## What to work on
Please answer from the commentary on Jesus and the Gentile woman in Mark: whose words are the first to be reported after verse 23?

## Source document
We might laugh, but it goes to show the deep-seated unease at Mark’s presentation of Jesus in this encounter. Show this passage to anyone who isn’t conditioned by concerns about traditional Christian Christology, and they will tell you that it hardly shows Jesus in a complimentary light. This is about Jesus, not the woman, learning a lesson about grace and inclusiveness.
Look at how Mark sets it up. Jesus has just explained that the evil things that come from within are what defile (v23). Then follows an exchange – a conversation. The very first words to be reported after v23 – the very next “thing from within” to emerge – come from Jesus (the Gentile woman’s request for healing is in indirect speech). And what we hear is: “Let the children be fed first, for it is not fair to take the children’s food and throw it to the dogs!” Now, however much we may want to major on the fact that Jesus is not being necessarily offensive or harsh in suggesting that “salvation comes first to the Jews”, we cannot escape the harshness of “dogs”. This was a term of real contempt and abuse – the equivalent of “nigger” or “kaffir” or “kike”. What makes it worse is that Jesus isn’t using this heatedly: he’s completely dismissive of her. It’s standard, crude, unthinking prejudice.

## Listing
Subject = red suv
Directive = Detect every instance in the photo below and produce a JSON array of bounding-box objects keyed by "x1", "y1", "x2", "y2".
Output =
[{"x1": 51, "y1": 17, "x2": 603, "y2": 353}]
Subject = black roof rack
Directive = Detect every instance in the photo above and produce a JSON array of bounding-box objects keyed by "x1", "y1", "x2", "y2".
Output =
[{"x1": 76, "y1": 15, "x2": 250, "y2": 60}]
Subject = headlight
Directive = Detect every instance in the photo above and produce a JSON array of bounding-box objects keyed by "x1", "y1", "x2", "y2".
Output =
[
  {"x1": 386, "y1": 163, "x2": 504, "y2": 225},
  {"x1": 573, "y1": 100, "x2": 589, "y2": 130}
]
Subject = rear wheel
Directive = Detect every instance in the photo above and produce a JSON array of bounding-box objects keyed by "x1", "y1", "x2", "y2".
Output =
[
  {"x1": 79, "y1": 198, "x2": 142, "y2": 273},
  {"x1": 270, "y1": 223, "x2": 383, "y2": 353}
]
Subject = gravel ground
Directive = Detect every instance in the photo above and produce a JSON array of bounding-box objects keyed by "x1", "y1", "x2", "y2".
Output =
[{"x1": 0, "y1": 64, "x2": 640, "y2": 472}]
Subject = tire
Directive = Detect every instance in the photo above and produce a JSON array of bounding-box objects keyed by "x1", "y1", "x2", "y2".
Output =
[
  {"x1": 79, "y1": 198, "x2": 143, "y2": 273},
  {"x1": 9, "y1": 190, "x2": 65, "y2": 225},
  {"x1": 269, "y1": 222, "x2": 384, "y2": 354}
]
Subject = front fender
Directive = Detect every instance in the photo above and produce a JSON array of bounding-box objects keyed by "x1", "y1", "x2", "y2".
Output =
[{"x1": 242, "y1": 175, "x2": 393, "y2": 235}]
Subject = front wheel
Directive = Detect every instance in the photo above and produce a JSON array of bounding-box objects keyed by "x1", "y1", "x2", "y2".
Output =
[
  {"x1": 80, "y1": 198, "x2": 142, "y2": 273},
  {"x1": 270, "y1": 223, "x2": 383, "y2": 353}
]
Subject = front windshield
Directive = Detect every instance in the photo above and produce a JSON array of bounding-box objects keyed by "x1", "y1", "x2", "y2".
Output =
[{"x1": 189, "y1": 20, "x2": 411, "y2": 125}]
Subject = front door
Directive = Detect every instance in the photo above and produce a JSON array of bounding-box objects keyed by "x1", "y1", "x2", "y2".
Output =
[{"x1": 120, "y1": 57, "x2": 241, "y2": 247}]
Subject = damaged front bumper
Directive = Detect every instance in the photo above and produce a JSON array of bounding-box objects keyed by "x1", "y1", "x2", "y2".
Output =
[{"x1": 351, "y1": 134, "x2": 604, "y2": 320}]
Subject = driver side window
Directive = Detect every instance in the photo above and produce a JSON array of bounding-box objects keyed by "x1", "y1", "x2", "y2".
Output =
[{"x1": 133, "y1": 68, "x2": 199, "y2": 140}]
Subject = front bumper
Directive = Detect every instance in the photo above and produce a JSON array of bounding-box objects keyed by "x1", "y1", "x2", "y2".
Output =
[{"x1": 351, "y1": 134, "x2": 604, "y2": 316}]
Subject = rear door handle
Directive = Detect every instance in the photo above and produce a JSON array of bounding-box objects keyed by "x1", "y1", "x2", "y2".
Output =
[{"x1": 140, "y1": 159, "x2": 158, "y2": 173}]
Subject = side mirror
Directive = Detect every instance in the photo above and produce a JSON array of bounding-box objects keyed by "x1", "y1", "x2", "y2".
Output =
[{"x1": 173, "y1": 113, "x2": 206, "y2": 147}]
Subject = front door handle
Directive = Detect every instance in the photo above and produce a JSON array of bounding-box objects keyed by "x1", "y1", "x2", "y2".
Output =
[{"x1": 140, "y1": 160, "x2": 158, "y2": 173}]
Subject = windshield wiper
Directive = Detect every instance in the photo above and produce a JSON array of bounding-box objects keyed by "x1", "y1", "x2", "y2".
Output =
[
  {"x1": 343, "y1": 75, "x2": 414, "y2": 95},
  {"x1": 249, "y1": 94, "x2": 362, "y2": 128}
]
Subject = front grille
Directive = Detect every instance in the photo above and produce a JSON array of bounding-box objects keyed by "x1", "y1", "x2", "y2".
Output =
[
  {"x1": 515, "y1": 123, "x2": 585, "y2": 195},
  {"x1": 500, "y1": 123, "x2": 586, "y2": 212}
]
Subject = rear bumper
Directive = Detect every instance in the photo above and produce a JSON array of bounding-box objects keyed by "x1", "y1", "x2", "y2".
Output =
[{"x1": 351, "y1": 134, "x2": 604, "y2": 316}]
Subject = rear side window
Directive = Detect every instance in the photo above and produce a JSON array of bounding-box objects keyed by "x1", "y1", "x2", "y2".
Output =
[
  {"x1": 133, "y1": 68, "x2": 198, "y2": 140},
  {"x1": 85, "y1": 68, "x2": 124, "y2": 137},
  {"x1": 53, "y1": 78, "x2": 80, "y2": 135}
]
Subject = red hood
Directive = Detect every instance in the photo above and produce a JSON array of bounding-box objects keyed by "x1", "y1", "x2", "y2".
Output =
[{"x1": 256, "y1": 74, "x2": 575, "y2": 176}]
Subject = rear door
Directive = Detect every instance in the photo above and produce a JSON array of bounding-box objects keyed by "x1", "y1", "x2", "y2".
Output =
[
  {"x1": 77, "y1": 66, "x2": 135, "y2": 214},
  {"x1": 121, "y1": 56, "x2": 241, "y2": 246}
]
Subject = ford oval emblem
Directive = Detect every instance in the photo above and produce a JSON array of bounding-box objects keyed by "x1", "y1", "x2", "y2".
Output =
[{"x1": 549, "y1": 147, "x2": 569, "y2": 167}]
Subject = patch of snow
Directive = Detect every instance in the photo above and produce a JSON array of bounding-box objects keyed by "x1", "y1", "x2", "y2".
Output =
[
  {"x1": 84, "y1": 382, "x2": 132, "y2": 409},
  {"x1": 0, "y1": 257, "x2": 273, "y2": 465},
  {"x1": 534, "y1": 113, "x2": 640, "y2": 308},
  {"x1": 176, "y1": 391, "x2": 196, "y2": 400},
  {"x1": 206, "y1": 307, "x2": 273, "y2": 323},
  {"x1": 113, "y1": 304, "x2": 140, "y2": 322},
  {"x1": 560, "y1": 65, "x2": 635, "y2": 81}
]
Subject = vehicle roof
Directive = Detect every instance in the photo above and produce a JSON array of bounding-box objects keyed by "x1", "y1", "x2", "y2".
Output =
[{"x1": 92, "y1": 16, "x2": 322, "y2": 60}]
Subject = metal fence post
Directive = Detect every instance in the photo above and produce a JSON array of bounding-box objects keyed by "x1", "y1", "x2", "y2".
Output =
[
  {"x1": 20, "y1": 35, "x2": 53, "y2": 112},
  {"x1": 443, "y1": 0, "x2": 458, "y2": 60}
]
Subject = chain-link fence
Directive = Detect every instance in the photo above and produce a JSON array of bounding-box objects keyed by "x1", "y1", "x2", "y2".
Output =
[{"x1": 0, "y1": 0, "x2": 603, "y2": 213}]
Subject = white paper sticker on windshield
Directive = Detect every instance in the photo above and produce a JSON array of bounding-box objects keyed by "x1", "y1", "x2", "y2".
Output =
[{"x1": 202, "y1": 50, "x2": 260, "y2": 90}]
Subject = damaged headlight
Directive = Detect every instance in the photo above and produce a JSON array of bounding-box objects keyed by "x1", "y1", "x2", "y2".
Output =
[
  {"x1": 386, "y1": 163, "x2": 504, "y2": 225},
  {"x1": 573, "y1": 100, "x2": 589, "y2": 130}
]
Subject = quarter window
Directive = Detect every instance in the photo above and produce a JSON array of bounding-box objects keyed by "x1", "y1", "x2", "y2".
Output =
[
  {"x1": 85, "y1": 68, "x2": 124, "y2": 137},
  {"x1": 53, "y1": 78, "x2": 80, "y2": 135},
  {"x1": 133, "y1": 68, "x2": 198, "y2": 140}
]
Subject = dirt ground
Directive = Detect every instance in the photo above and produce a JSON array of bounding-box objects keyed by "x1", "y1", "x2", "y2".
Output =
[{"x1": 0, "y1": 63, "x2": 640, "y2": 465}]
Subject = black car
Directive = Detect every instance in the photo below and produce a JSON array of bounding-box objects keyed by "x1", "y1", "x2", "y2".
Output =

## Final answer
Jesus's words are the first reported after verse 23.